--- Start PROVIDED TEXT ---

In July the Governor’s Energy Office (GEO) announced that it had identified a preferred site for a proposed 12-turbine floating wind energy installation in federal waters off southern Maine. Governor Mills announced in November 2020 her administration’s intention to apply to the Bureau of Offshore Energy Management (BOEM) for an offshore wind research lease to construct the installation.

As stated in a GEO press release, the site decision was the result of balancing “a number of factors, such as impacts on fisheries and wildlife, navigation, costs, and more.” The GEO identified its preferred location for the 16-square-mile final lease site within a 56-square-mile Narrowed Area of Interest (NOI) recommended by Department of Marine Resources (DMR) with input from Department of Inland Fisheries and Wildlife (IF&W) and the public. GEO accepted public comments on the preferred site through July 30.

“The MLA is very concerned about taking another step towards development of a wind farm in the Gulf of Maine given the lack of data on where lobstermen fish, which areas are most important, and the potential economic impact of wind development on the lobster fishery,” said Patrice McCarron, executive Director of the Maine Lobstermen’s Association (MLA). “DMR did an admirable job of characterizing fishing activity and economic impacts with extremely limited data, but there’s still too much that is not understood.”

--- End PROVIDED TEXT ---
--- Start INFORMATION PROVIDED ---

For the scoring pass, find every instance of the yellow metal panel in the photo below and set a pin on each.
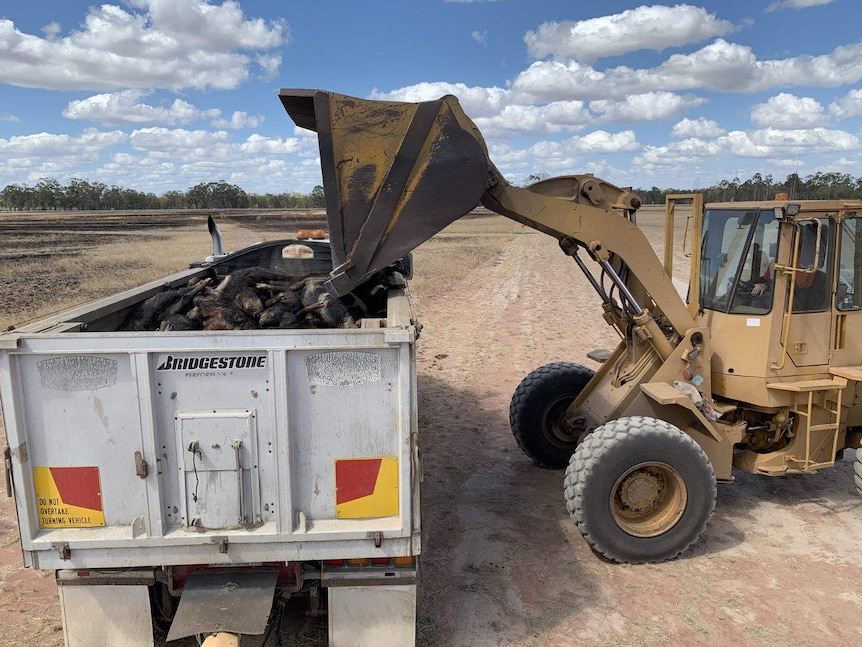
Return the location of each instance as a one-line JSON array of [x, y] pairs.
[[382, 502]]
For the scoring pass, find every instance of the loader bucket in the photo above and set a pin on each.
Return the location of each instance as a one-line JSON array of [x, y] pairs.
[[394, 174]]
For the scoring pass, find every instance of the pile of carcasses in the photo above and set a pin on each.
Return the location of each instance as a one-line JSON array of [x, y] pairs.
[[248, 299]]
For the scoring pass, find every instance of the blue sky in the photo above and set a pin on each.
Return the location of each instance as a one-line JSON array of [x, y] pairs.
[[162, 94]]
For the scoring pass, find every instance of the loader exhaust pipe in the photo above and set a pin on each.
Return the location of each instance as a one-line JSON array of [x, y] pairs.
[[218, 248]]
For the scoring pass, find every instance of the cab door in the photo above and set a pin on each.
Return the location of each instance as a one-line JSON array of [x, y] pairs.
[[810, 339], [847, 326]]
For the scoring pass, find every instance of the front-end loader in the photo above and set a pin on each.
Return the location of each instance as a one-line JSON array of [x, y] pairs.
[[759, 368]]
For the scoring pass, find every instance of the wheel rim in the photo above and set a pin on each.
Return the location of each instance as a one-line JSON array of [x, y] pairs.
[[553, 422], [648, 499]]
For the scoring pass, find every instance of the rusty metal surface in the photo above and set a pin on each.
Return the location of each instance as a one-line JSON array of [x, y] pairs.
[[394, 174]]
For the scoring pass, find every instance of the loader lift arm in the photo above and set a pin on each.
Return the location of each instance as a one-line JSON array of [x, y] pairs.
[[397, 173]]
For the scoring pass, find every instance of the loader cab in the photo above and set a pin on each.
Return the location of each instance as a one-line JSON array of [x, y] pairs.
[[779, 287]]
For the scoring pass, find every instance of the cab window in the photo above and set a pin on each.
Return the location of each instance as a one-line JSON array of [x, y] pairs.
[[848, 295]]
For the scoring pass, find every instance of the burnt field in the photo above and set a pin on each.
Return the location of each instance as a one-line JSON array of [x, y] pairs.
[[502, 563], [49, 261]]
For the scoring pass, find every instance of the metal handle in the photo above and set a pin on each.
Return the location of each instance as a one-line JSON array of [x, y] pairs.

--- End INFORMATION PROVIDED ---

- _GOAL_: According to the offshore wind text, how large is the final lease site that the Governor's Energy Office identified? These records come from a source separate from the offshore wind text.

- _SOLUTION_: 16 square miles